EXTRACT PROVIDED →
::::::
Mad Dogs and Englishmen, by Paul Magrs – Book Review By Fred Patten.

by Patch O'Furr

Submitted by Fred Patten, Furry’s favorite historian and reviewer.

Mad_Dogs_and_EnglishmenMad Dogs and Englishmen, by Paul Magrs.
London, BBC Books, January 2002, paperback £5.99 (249 pages).

Doctor Who is massively popular, but his adventures do not seem to offer much for furry fandom. But they do overlap in “The 100th Novel in the Record-Breaking BBC Worldwide Doctor Who Series”, to quote the back-cover blurb. Mad Dogs and Englishmen features the Eighth Doctor (Paul McGann, 1996-2005) and his Companions at the time, Fitz Kreiner and Anji Kapoor. The novel is also a parody of J. R. R. Tolkien’s writing of The Lord of the Rings.
::::::
GIVEN INFORMATION →
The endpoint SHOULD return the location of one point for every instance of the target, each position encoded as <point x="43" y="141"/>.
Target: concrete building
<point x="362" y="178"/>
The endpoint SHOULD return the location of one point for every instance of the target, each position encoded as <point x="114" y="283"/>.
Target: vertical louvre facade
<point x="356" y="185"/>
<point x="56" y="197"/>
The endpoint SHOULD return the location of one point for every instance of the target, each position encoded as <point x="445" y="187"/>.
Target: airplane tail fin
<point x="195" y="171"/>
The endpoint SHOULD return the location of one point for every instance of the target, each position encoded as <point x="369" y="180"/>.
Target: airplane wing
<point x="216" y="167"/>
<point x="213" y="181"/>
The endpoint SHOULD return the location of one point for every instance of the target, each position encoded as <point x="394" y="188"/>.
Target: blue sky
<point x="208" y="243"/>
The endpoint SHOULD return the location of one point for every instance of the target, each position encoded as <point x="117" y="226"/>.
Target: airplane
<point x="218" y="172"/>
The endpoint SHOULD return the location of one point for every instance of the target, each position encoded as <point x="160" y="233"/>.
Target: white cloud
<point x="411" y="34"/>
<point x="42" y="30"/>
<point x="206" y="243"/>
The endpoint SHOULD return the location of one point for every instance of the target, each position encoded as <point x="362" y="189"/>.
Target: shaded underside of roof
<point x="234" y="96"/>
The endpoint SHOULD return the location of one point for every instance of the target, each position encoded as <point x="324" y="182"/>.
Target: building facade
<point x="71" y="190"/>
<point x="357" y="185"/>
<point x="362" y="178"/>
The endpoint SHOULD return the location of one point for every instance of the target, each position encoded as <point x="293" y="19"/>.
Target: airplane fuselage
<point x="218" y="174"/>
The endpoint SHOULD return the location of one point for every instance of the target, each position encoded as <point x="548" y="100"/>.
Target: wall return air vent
::::::
WHAT YOU NEED TO DO →
A - Give every full personal name (first and last name) that appears in the book review.
B - For each statement, say whether the book review supports it, and quote the words that decide it: (i) the novel was issued in hardcover; (ii) the novel features the Eighth Doctor; (iii) the back-cover blurb calls it the 50th novel in the series.

SOLUTIONS BY TASK →
A - Paul Magrs; Fred Patten; Patch O'Furr; Paul McGann; Fitz Kreiner; Anji Kapoor; J. R. R. Tolkien

B -
(i) No: "paperback £5.99 (249 pages)"
(ii) Yes: "Mad Dogs and Englishmen features the Eighth Doctor (Paul McGann, 1996-2005)"
(iii) No: "The 100th Novel in the Record-Breaking BBC Worldwide Doctor Who Series"